**Problem**
What follows is a listing; give it again exactly, in its entirety.

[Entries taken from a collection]
--------

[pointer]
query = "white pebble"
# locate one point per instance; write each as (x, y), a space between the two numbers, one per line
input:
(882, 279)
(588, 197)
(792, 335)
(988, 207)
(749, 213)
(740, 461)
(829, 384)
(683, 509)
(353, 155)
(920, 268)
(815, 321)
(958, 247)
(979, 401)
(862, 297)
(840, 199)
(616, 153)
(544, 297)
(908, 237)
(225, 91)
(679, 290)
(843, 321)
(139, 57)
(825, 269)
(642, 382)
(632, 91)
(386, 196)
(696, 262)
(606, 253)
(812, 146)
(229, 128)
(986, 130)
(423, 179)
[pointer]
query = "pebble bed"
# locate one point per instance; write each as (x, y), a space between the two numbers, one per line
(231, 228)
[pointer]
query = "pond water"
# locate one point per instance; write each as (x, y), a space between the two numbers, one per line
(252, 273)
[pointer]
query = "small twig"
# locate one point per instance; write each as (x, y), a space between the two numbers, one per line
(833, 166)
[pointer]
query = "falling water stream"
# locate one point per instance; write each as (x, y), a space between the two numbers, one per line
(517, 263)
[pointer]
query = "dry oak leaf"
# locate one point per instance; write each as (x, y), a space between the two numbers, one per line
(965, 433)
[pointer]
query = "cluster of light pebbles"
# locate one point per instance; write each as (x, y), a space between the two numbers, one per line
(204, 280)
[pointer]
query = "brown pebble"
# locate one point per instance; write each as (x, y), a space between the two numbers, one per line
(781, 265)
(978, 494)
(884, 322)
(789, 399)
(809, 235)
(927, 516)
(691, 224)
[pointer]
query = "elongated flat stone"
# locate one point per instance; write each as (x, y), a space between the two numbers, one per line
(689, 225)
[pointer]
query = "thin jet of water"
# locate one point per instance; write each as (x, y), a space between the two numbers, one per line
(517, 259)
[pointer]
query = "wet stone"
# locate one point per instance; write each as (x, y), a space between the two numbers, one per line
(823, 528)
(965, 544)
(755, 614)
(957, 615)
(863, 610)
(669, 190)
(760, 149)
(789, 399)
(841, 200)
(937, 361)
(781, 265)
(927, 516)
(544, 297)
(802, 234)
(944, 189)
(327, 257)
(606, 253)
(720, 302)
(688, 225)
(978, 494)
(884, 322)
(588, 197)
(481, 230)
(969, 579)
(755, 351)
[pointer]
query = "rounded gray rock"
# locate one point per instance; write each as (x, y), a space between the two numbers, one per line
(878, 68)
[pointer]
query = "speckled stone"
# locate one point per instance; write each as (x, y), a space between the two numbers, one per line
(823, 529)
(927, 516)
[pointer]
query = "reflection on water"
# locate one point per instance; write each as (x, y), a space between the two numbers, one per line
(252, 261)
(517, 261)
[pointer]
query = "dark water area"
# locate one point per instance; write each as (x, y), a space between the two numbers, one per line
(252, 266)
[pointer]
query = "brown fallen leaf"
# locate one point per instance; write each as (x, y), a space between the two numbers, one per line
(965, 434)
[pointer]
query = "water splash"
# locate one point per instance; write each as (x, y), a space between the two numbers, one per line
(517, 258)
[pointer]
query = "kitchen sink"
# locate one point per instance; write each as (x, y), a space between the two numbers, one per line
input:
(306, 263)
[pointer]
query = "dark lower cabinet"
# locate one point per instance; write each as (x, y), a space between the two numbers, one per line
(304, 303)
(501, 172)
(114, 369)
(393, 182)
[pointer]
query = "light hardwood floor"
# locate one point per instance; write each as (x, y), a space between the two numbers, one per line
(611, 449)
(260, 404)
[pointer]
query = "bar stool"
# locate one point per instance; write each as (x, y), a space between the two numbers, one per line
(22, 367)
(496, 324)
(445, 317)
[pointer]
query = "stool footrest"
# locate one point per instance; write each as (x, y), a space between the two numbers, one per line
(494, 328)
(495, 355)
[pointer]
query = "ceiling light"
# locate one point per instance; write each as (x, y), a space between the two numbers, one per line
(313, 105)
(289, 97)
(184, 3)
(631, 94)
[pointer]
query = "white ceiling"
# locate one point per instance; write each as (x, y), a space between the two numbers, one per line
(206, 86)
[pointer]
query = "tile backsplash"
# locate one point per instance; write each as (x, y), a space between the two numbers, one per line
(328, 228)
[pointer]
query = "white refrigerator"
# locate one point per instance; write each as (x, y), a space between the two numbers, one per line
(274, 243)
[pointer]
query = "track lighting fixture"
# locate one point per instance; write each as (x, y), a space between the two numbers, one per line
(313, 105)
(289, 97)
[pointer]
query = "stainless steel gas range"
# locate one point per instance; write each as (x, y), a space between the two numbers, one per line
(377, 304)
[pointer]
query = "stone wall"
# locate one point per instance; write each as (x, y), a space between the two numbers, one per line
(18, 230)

--------

**Completed task**
[pointer]
query = "white pebble"
# locate one point per instance; write each as (x, y), a space between the two numbers, one per line
input:
(882, 279)
(588, 197)
(792, 335)
(988, 207)
(749, 213)
(740, 461)
(829, 384)
(683, 509)
(353, 155)
(920, 268)
(815, 321)
(958, 247)
(979, 401)
(862, 297)
(840, 199)
(616, 153)
(544, 297)
(908, 237)
(225, 91)
(679, 290)
(843, 321)
(139, 57)
(825, 269)
(642, 382)
(632, 91)
(386, 196)
(696, 262)
(606, 253)
(812, 146)
(229, 128)
(986, 130)
(423, 179)
[pointer]
query = "pebble bed"
# locate one point per instance; write each as (x, y), a space between the two numbers, one per line
(231, 228)
[pointer]
query = "pond water"
# locate one point per instance; write each as (x, y), a space between the two numbers, one per line
(252, 273)
[pointer]
query = "small twig"
# locate one point per instance; write each as (x, y), a space between the two numbers, one per line
(833, 166)
[pointer]
query = "falling water stream"
# locate one point per instance; write each as (x, y), a space between the two numbers, one per line
(517, 263)
[pointer]
query = "dry oak leaf"
# locate one point per instance; write each as (x, y), a space between the two numbers, one per line
(965, 433)
[pointer]
query = "cluster of light pebbles"
# locate one point per instance; write each as (x, y), a space between the two numbers, one per line
(204, 280)
[pointer]
query = "brown pebble"
# locate one point per instance; write each as (x, y), a space between the two numbers, one per line
(781, 265)
(978, 494)
(884, 322)
(789, 399)
(809, 235)
(927, 516)
(691, 224)
[pointer]
query = "elongated flat stone"
# locate one point per instance; write each as (x, y), a space between the two numbers, one per line
(689, 225)
[pointer]
query = "thin jet of water"
# locate one point per instance; write each as (x, y), a space between the two numbers, one per line
(517, 259)
[pointer]
query = "wet stone"
# locate one point per instance; write each as (x, y), a space between the two numbers, one per line
(823, 528)
(965, 544)
(755, 614)
(957, 615)
(863, 610)
(669, 190)
(760, 149)
(789, 399)
(841, 200)
(937, 361)
(781, 265)
(927, 516)
(544, 297)
(802, 234)
(944, 189)
(327, 257)
(606, 253)
(720, 302)
(688, 225)
(978, 494)
(884, 322)
(588, 197)
(481, 230)
(969, 579)
(755, 351)
[pointer]
query = "rounded gray rock"
# locate one point per instance; write each as (x, y), a space between the two numbers, one per line
(878, 68)
[pointer]
query = "speckled stone"
# locate one point per instance; write each as (x, y), a space between the two numbers, one per line
(823, 529)
(927, 516)
[pointer]
query = "reflection on water"
# locate one point per instance; write each as (x, y), a space between the two numbers, one per line
(252, 261)
(517, 261)
[pointer]
query = "dark water area"
# locate one point per instance; write each as (x, y), a space between the two numbers, one per line
(252, 266)
[pointer]
query = "brown fallen leaf"
# locate one point per instance; write each as (x, y), a space between the two numbers, one per line
(965, 434)
[pointer]
query = "water splash"
# locate one point per instance; write each as (x, y), a space between the two numbers, one per line
(517, 258)
[pointer]
query = "kitchen sink"
# locate one point per instance; write each as (x, y), a space between the two numbers, one per line
input:
(306, 263)
[pointer]
query = "dark lower cabinet"
# locate one point per instance; write each as (x, y), a space between the two numbers, one per line
(304, 303)
(501, 172)
(114, 369)
(393, 182)
[pointer]
query = "light hardwood floor"
# locate one point per instance; write each as (x, y), a space between the two numbers, one per line
(611, 449)
(260, 404)
[pointer]
query = "bar stool"
# locate one point per instance; write each as (x, y), a space between the two numbers, one per line
(22, 367)
(496, 324)
(445, 317)
[pointer]
query = "stool footrest"
# locate one point per instance; write each as (x, y), a space between the two numbers, one per line
(494, 328)
(495, 355)
[pointer]
query = "ceiling light"
# locate one point per instance; write each as (x, y), a space between the two numbers, one per line
(313, 105)
(289, 97)
(184, 3)
(631, 94)
[pointer]
query = "white ceiling"
# locate one point per instance; write each as (x, y), a space between the two numbers, one per line
(206, 86)
[pointer]
query = "tile backsplash"
# locate one point per instance; write each as (x, y), a space between the two numbers, one per line
(328, 228)
[pointer]
query = "white refrigerator"
# locate one point per instance; write each as (x, y), a space between the two numbers, one per line
(274, 243)
[pointer]
query = "track lighting fixture"
# locate one point per instance; write each as (x, y), a space between the two numbers, one per line
(313, 105)
(289, 97)
[pointer]
query = "stainless steel gas range"
# locate one point per instance; write each as (x, y), a space between the two numbers, one per line
(377, 304)
[pointer]
query = "stone wall"
# locate one point per instance; write each as (x, y), a space between the two numbers, one per line
(18, 230)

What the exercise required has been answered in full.